# [Recorded data]
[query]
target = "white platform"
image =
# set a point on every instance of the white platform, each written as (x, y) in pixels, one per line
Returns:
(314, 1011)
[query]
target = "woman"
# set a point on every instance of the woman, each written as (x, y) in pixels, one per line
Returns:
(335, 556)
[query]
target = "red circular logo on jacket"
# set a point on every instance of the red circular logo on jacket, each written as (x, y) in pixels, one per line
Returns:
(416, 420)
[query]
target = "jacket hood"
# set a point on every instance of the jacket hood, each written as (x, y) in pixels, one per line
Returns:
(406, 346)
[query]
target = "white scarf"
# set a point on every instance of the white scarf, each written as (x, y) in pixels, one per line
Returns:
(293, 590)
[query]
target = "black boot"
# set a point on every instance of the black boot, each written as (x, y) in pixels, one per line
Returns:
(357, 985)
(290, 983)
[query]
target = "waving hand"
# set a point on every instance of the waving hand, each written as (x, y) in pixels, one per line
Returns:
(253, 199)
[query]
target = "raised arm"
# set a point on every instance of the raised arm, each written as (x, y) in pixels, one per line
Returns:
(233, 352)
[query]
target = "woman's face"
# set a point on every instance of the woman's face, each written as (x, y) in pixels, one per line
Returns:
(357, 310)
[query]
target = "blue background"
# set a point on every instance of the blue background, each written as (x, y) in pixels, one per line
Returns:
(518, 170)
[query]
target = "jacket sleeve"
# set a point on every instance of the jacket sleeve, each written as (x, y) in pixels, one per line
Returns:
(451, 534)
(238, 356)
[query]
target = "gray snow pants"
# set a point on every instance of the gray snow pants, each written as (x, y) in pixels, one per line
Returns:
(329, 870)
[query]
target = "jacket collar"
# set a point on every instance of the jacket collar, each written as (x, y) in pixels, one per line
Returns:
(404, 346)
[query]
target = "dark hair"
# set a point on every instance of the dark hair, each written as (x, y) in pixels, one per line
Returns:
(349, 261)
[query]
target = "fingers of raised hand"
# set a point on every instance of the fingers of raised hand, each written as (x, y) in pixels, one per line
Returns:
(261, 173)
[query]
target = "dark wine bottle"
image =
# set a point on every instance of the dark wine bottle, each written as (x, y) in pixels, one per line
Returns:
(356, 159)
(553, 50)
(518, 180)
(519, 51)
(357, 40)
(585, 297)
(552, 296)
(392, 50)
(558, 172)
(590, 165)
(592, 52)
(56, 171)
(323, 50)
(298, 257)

# [Description of the task]
All of the entries above are to be written out again exactly.

# [Response area]
[query]
target = "white platform"
image =
# set a point on every instance of the white platform, each written as (x, y) in pixels, one per line
Returns:
(314, 1011)
[query]
target = "woman"
# set a point on every instance of the woman, each written as (x, y) in pixels, one per line
Returns:
(335, 556)
[query]
target = "red circular logo on jacket"
# set a point on every instance of the red circular logo on jacket, each written as (x, y) in pixels, one per line
Returns:
(416, 420)
[query]
target = "jacket hood"
# set a point on every instance of the jacket hood, each written as (x, y) in pixels, one per line
Returns:
(406, 346)
[query]
target = "white scarf"
# set a point on every instance of the white scarf, each written as (x, y) in pixels, one per line
Returns:
(293, 590)
[query]
target = "black boot"
# set a point on every instance of the black boot, each written as (x, y) in pixels, one per line
Returns:
(357, 985)
(290, 983)
[query]
target = "waving hand"
# set a point on every instance of the waving hand, each written as (x, y) in pixels, one per line
Returns:
(253, 199)
[query]
target = "raised arm"
# set a point on every instance of the raised arm, each written as (x, y) in pixels, one per line
Returns:
(233, 352)
[query]
target = "woman's face"
# set a point on every instance of the woman's face, each written as (x, y) in pixels, one per line
Returns:
(357, 310)
[query]
target = "blue background"
# set a point on every instance of the blue background, each written as (x, y) in pixels, one per line
Returns:
(518, 170)
[query]
target = "jacket sleeve"
# set a point on every instance of the jacket sleeve, each written as (x, y) in pixels, one per line
Returns:
(451, 534)
(238, 356)
[query]
target = "gray snow pants"
# set a point on every instance of the gray snow pants, each written as (x, y) in pixels, one per line
Returns:
(329, 870)
[query]
target = "jacket collar"
# set a point on every instance of the jacket collar, each written as (x, y) in pixels, one per line
Returns:
(404, 346)
[query]
target = "dark hair"
# set a point on every instance of the dark hair, each written as (x, y) in pixels, one per line
Returns:
(349, 261)
[query]
target = "fingers of raised hand"
# set a point on every instance of the fingers of raised hand, each written as (x, y) in pixels, one per line
Returns:
(261, 173)
[query]
target = "dark wine bottle"
image =
# set a point on every instance of the dark wine bottle, each written as (x, y) in pixels, one per line
Returns:
(356, 159)
(553, 50)
(518, 180)
(519, 51)
(357, 40)
(585, 297)
(552, 296)
(392, 50)
(558, 172)
(590, 165)
(592, 52)
(56, 171)
(323, 50)
(298, 257)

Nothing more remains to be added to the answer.